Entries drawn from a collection
________________________
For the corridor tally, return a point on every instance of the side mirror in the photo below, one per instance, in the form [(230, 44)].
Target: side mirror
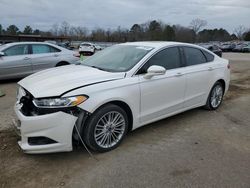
[(2, 54), (154, 70)]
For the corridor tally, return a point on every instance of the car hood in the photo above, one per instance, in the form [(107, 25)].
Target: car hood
[(56, 81)]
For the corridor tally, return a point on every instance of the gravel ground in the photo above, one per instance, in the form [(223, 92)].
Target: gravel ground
[(197, 148)]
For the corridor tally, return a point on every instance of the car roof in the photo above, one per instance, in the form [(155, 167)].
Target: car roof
[(158, 44), (15, 43)]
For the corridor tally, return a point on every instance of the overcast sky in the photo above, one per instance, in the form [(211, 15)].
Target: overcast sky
[(42, 14)]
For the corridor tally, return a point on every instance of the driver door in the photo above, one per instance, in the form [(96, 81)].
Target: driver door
[(162, 95)]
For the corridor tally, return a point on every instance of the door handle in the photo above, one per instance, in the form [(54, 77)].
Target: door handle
[(210, 68), (178, 74), (26, 58)]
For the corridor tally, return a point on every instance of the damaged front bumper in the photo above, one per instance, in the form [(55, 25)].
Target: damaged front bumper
[(45, 133)]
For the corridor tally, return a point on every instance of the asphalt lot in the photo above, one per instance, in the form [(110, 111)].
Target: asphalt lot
[(197, 148)]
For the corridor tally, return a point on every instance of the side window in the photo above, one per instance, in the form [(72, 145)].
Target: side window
[(42, 48), (209, 56), (53, 49), (168, 58), (17, 50), (194, 56)]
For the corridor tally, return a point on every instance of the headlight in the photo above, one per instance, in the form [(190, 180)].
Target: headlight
[(59, 102)]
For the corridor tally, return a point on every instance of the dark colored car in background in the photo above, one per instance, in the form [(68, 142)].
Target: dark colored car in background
[(227, 47)]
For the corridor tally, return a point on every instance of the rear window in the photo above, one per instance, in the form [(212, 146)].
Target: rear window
[(17, 50), (209, 57), (194, 56), (85, 44)]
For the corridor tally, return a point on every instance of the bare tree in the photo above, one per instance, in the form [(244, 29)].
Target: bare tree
[(239, 31), (65, 28), (55, 29), (197, 24)]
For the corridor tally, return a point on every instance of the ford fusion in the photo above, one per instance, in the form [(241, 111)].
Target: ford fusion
[(116, 91)]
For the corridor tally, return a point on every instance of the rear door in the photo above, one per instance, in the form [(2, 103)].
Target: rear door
[(16, 62), (164, 94), (199, 73), (44, 56)]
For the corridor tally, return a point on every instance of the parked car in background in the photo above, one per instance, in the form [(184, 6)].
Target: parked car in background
[(239, 47), (20, 59), (246, 48), (87, 47), (119, 89), (227, 47), (213, 48)]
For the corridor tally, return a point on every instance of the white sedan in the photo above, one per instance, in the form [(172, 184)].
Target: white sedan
[(20, 59), (116, 91), (87, 47)]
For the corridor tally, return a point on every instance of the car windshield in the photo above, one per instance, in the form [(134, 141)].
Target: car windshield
[(118, 58)]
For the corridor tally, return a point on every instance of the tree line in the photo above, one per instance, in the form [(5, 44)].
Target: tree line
[(152, 30)]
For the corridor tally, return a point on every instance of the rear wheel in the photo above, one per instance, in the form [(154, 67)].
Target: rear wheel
[(106, 128), (215, 97)]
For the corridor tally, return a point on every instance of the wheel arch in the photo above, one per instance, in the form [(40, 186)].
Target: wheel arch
[(125, 107), (222, 81)]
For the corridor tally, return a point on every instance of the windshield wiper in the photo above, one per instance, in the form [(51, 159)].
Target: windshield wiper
[(98, 68)]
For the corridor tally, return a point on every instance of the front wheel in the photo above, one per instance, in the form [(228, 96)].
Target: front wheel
[(106, 128), (215, 97)]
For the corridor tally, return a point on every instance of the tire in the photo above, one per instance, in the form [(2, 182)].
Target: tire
[(101, 136), (215, 96)]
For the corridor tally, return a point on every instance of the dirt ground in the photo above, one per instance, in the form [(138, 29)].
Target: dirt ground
[(197, 148)]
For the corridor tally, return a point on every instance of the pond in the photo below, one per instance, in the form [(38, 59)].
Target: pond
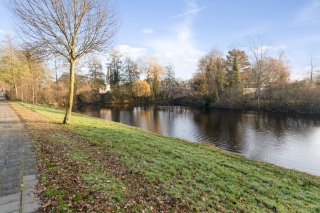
[(287, 140)]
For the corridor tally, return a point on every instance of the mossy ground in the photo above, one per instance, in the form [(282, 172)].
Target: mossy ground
[(103, 166)]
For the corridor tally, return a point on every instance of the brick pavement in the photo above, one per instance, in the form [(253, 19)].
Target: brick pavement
[(17, 165)]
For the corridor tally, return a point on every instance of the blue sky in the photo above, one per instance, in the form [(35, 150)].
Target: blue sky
[(181, 31)]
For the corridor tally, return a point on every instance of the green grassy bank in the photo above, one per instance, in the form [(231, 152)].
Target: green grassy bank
[(93, 165)]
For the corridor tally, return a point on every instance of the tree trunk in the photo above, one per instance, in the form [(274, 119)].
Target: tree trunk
[(66, 119)]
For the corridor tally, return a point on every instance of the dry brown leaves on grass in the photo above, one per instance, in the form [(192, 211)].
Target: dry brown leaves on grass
[(63, 188)]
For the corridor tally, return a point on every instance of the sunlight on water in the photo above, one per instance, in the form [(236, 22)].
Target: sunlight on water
[(291, 141)]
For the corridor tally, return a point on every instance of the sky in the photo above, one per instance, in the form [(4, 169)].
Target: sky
[(180, 32)]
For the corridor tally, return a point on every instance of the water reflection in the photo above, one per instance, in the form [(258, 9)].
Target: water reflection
[(292, 141)]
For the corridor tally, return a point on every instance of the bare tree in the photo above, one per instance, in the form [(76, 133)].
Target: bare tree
[(259, 48), (69, 28)]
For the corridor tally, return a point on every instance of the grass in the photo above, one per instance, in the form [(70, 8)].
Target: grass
[(103, 166)]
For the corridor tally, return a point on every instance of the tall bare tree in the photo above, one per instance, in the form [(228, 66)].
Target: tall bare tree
[(69, 28), (259, 49)]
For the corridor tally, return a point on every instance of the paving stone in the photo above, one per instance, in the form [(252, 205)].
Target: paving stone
[(29, 184), (16, 154), (30, 207), (9, 207), (10, 198), (29, 198), (13, 169), (29, 191)]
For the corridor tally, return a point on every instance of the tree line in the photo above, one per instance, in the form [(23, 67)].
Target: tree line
[(232, 81)]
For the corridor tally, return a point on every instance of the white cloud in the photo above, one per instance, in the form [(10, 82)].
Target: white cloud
[(177, 47), (309, 15), (190, 12), (147, 31), (134, 52)]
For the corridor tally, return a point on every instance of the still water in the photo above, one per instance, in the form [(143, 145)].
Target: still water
[(291, 141)]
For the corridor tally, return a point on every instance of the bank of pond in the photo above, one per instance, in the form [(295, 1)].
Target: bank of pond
[(118, 168)]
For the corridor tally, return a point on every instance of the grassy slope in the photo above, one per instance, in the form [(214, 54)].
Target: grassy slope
[(97, 165)]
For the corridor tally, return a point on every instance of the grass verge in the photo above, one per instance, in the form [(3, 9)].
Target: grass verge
[(93, 165)]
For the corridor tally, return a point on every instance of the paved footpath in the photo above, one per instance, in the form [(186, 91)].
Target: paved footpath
[(17, 165)]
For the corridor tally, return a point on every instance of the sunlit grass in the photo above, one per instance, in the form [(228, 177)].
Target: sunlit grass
[(194, 176)]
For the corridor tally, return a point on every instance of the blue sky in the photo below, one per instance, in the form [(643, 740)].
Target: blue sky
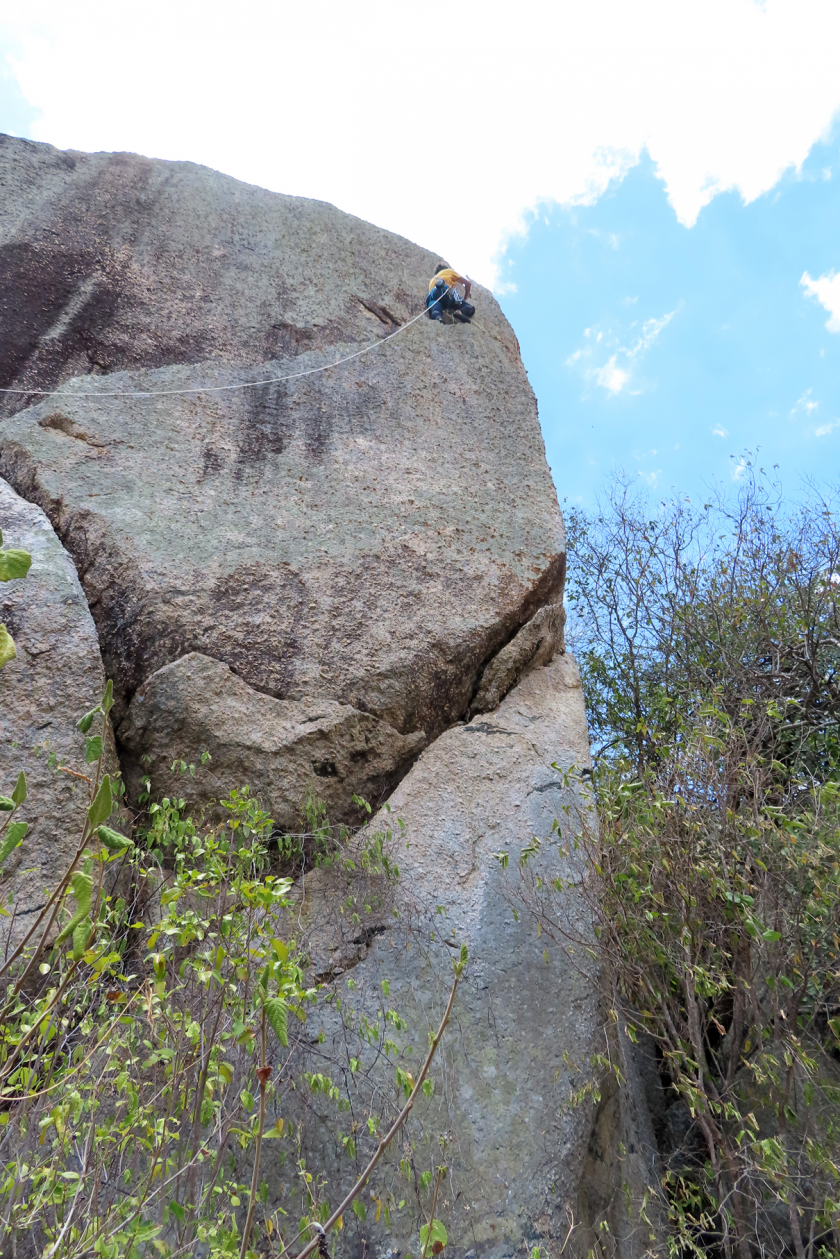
[(676, 155), (669, 350)]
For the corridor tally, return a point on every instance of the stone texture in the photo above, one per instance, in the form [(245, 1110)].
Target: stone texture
[(523, 1030), (369, 535), (533, 646), (280, 748), (57, 676)]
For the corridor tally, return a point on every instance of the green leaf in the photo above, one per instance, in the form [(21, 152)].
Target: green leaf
[(19, 793), (86, 722), (433, 1233), (82, 889), (8, 650), (14, 564), (277, 1015), (112, 840), (100, 810), (462, 961), (81, 938), (13, 839)]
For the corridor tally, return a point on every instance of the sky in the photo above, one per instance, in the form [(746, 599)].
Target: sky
[(650, 186)]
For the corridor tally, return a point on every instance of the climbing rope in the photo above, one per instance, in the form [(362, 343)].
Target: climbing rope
[(247, 384)]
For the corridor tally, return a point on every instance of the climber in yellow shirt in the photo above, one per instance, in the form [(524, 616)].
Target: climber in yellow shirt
[(443, 300)]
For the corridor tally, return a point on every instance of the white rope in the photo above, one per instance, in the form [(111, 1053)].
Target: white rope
[(247, 384)]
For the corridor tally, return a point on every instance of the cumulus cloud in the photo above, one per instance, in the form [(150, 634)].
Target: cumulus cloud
[(545, 102), (610, 377), (617, 372), (826, 290)]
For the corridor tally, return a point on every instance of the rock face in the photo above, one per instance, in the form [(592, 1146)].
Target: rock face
[(278, 748), (369, 535), (56, 677), (317, 581), (527, 1019)]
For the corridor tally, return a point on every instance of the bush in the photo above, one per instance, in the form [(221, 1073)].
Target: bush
[(709, 649), (147, 1043)]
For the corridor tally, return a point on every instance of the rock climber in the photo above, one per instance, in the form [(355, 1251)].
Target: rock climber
[(443, 300)]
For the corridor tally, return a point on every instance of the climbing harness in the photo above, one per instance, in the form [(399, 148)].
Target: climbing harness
[(247, 384)]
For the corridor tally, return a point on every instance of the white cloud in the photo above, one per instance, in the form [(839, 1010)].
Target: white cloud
[(617, 372), (610, 377), (804, 406), (826, 290), (544, 102)]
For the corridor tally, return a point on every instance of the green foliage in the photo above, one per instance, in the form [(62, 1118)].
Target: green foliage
[(8, 650), (146, 1048), (709, 647), (14, 564), (433, 1235)]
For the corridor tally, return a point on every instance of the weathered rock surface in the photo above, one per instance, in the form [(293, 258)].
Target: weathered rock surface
[(534, 645), (56, 677), (523, 1030), (369, 535), (280, 748)]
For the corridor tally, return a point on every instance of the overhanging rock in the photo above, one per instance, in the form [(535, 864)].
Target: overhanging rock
[(372, 534), (527, 1020), (56, 677)]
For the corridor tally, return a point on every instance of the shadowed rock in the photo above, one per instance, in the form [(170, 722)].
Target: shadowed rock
[(281, 749), (369, 535), (56, 677)]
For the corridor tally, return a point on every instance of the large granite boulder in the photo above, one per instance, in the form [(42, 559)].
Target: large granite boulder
[(527, 1019), (54, 679), (370, 535)]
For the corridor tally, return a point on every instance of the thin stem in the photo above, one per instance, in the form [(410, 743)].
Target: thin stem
[(431, 1219), (394, 1128), (262, 1074)]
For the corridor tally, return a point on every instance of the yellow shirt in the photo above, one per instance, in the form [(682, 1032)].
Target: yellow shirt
[(448, 277)]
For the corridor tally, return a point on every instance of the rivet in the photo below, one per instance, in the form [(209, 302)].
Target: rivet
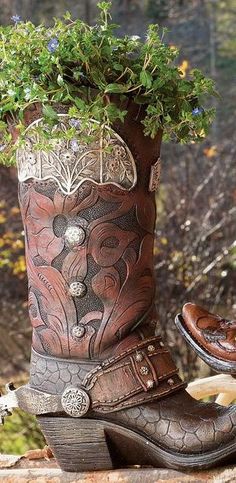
[(77, 289), (139, 357), (78, 331), (144, 370)]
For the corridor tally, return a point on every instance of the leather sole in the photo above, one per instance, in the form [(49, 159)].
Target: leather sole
[(90, 444), (219, 365)]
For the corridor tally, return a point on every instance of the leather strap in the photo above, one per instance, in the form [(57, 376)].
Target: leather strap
[(143, 373)]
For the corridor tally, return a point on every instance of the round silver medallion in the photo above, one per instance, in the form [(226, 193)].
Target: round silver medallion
[(75, 402), (77, 289), (74, 235)]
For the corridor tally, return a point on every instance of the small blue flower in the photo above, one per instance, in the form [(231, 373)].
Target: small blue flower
[(197, 111), (53, 45), (75, 123), (16, 18), (74, 145)]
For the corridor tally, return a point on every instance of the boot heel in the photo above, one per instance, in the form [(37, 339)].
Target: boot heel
[(77, 444)]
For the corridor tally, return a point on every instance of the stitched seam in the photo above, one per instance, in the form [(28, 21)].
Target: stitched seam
[(134, 391), (152, 397), (141, 345)]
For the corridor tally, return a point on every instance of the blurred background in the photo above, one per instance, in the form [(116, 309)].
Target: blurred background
[(195, 248)]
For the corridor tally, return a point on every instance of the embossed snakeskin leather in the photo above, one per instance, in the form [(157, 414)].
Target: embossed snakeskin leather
[(91, 293), (181, 423)]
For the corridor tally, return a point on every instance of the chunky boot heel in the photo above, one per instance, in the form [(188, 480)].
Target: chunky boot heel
[(77, 444)]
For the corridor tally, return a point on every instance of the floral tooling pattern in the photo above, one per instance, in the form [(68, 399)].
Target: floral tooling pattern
[(113, 262)]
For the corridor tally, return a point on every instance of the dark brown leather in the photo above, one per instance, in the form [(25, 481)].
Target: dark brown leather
[(116, 311), (214, 333), (145, 372), (180, 423)]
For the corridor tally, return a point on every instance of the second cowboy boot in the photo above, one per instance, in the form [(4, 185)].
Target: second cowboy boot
[(104, 387), (211, 336)]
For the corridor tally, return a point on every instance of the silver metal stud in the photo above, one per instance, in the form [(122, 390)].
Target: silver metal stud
[(150, 383), (74, 235), (139, 357), (75, 402), (78, 289), (78, 331), (144, 370)]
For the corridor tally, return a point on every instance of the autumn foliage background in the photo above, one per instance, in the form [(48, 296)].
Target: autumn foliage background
[(195, 248)]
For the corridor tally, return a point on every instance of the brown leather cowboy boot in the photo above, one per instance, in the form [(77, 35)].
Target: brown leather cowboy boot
[(104, 386), (211, 336)]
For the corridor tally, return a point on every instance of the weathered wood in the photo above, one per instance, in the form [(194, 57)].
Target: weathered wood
[(222, 384), (50, 473)]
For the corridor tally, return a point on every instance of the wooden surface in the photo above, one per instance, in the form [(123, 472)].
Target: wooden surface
[(19, 470)]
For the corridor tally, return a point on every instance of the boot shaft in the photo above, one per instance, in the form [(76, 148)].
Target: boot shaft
[(89, 252)]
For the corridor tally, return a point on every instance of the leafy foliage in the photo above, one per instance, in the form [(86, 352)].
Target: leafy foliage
[(91, 71)]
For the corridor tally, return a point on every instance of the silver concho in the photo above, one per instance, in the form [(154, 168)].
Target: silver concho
[(78, 331), (105, 160), (74, 235), (75, 402)]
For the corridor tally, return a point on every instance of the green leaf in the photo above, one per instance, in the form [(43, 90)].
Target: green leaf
[(116, 88), (146, 79), (80, 103), (60, 80), (50, 113)]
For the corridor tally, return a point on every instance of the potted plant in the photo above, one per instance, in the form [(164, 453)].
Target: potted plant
[(83, 113)]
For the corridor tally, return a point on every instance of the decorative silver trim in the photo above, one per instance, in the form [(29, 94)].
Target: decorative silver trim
[(106, 160)]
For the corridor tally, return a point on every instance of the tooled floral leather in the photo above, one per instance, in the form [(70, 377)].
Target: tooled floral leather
[(212, 332), (180, 423), (111, 266)]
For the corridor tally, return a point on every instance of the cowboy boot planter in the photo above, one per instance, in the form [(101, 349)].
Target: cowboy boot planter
[(211, 336), (104, 387)]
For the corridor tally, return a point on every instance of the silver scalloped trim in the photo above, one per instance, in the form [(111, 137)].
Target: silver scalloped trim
[(72, 163)]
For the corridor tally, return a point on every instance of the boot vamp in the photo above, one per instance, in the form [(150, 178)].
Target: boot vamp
[(181, 423)]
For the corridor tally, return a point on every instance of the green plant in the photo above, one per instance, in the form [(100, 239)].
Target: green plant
[(90, 71)]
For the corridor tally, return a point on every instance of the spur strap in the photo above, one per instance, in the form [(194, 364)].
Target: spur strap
[(141, 374)]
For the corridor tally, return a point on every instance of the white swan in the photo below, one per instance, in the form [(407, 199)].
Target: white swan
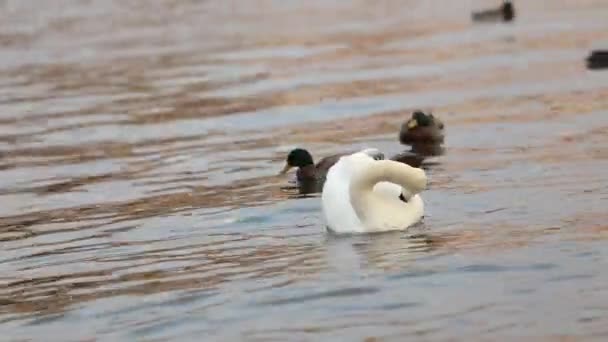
[(362, 194)]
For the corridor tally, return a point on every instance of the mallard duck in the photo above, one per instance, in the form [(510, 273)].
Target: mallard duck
________________________
Express the lines from the first one through the line containing "[(210, 68), (178, 74), (26, 58)]" as a two-column CSV with the columns input and output. Put each text and its answer in its own row, with each value in a single quoted field and line breaks replaced by spaces; leave the pictures out.

input,output
"For the corridor tally, return a point on every instance of the side mirror in the photo below, one per instance, in the form [(230, 44)]. Target: side mirror","[(2, 54), (154, 70)]"
"For the corridor tally, return a point on every instance of the car hood in the photo above, one per instance, in the form [(107, 25)]. Target: car hood","[(56, 81)]"
"For the corridor tally, return a point on every instance of the gravel ground in the photo above, one per instance, in the form [(223, 92)]. Target: gravel ground","[(197, 148)]"
"For the corridor tally, return a point on every instance of the car roof in the photo above, one per instance, in the form [(155, 167)]. Target: car roof","[(158, 44), (15, 43)]"
"For the corridor tally, return a point on every instance of the overcast sky in the photo above, one per instance, in the form [(211, 15)]. Target: overcast sky","[(42, 14)]"
"For the corridor tally, return a point on every instance of the driver door in the photo above, one per instance, in the form [(96, 81)]. Target: driver door","[(162, 95)]"
"For the corridor tally, return a point on every instance of the door handle in the photo above, one per instance, in the form [(54, 77)]. Target: door handle","[(210, 68), (178, 74), (26, 58)]"